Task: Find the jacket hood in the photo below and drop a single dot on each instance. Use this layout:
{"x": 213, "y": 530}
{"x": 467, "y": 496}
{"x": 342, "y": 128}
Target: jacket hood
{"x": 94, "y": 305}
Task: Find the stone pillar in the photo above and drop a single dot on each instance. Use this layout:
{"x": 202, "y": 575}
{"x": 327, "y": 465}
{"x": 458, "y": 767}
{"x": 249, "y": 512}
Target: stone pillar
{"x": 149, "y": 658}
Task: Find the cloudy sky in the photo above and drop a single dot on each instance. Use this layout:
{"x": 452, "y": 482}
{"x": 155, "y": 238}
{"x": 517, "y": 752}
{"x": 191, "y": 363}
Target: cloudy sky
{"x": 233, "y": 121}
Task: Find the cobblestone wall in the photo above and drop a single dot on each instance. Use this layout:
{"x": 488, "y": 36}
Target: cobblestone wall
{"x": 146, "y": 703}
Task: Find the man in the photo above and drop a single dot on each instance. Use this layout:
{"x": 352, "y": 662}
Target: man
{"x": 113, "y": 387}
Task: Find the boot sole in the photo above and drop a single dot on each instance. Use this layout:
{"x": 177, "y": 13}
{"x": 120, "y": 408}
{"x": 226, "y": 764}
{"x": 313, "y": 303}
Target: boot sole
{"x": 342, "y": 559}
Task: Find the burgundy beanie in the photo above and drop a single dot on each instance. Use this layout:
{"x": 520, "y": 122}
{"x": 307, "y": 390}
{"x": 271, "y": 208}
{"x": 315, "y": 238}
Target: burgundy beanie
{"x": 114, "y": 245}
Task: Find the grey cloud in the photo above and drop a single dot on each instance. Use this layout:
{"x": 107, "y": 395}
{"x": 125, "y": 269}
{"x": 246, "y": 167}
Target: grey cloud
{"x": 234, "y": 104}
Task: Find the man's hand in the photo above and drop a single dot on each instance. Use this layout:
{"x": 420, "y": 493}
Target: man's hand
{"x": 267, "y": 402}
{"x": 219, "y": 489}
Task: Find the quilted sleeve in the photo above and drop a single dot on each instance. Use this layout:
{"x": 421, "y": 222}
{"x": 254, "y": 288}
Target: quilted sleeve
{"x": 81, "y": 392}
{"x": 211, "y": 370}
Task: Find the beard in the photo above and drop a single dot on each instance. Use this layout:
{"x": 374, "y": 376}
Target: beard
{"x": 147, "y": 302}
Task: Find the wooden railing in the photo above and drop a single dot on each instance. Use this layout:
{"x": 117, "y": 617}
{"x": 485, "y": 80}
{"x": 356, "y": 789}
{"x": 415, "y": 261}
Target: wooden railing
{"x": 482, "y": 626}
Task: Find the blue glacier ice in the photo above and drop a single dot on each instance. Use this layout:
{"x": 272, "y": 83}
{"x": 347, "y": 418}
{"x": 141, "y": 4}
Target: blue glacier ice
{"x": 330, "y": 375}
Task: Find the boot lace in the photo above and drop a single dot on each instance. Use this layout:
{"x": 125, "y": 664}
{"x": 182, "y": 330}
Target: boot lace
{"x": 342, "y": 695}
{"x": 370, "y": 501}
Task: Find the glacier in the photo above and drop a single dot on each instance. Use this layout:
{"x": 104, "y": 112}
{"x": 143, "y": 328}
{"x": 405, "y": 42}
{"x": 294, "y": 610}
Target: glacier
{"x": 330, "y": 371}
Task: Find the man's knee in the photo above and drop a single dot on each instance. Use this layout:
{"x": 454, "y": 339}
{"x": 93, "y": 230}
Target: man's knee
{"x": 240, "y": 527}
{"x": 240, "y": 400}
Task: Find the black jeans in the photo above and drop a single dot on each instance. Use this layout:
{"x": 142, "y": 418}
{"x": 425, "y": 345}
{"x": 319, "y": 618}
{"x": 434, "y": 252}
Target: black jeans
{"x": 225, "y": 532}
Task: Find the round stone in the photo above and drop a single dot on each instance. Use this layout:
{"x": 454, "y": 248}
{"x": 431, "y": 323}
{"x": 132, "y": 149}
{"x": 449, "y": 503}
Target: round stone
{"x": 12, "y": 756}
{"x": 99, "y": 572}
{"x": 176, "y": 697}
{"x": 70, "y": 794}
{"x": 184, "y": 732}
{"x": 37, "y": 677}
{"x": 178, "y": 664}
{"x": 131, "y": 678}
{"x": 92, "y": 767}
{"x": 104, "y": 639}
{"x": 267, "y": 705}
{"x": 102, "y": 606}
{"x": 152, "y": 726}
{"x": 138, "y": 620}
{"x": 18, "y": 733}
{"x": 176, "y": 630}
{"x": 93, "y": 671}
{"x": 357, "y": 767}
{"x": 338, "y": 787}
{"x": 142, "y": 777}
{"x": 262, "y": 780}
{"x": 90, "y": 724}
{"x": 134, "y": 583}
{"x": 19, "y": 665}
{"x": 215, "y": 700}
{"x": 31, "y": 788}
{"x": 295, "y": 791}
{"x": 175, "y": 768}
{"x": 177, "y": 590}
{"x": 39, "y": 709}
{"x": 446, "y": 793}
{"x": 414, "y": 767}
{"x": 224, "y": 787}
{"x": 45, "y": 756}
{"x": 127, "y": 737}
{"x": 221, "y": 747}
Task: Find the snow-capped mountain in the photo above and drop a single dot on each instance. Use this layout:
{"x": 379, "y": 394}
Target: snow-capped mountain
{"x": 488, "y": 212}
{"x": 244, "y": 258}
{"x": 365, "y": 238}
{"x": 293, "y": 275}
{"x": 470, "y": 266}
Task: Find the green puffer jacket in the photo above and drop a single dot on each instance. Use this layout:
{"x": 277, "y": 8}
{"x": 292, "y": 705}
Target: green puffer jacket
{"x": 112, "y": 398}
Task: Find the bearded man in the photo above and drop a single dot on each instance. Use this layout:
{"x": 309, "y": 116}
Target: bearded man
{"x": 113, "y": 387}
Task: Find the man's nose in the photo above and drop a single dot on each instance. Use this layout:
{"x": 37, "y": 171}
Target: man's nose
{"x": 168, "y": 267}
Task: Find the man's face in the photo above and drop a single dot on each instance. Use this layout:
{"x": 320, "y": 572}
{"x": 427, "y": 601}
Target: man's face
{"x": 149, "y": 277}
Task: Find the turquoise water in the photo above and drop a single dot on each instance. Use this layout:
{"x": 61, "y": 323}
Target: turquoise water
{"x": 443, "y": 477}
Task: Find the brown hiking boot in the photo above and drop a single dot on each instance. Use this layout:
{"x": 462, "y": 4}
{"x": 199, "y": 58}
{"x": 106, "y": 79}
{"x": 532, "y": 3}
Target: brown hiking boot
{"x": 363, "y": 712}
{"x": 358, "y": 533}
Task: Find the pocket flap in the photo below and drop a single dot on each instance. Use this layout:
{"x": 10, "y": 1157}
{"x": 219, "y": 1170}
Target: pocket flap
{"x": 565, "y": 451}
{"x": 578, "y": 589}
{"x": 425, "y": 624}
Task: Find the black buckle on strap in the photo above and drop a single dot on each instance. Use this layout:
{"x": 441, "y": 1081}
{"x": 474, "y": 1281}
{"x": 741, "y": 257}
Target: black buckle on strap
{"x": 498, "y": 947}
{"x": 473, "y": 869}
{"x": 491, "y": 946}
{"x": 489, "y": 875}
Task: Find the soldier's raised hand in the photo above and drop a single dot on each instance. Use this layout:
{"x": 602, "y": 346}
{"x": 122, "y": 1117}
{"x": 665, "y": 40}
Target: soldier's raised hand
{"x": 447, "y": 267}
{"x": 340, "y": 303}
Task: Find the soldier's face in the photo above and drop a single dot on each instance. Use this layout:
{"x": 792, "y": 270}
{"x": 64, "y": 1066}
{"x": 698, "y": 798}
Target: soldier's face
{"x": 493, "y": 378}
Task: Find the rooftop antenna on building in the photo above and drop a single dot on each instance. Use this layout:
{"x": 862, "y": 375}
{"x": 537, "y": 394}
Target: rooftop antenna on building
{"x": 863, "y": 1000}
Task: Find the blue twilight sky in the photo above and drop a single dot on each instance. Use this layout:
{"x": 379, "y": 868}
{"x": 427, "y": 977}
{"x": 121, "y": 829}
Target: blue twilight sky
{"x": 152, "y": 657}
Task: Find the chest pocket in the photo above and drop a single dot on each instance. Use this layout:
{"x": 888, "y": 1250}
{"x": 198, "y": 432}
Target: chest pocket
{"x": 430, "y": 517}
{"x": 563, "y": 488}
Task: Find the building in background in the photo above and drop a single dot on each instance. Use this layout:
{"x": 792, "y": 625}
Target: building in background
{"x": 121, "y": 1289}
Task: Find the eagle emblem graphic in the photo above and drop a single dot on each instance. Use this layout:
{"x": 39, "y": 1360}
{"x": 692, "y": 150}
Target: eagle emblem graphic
* * * * * * * * *
• GIVEN PROBLEM: Output exactly the lines above, from the one holding "Task: Find the chest" through the end of the data, including the first and last.

• REPLY:
Task: Find the chest pocket in the photo above and drop a single dot on each instance. Use this layout:
{"x": 888, "y": 1250}
{"x": 198, "y": 432}
Target: chest pocket
{"x": 430, "y": 517}
{"x": 563, "y": 488}
Task: Find the building in background in the photo above and drop a single dot on each instance. Use this layout:
{"x": 792, "y": 625}
Target: building in background
{"x": 121, "y": 1289}
Task: Find the eagle emblem graphic in the photo above and drop a single dot on each instance. Use this layout:
{"x": 39, "y": 1360}
{"x": 692, "y": 150}
Target: eagle emblem graphic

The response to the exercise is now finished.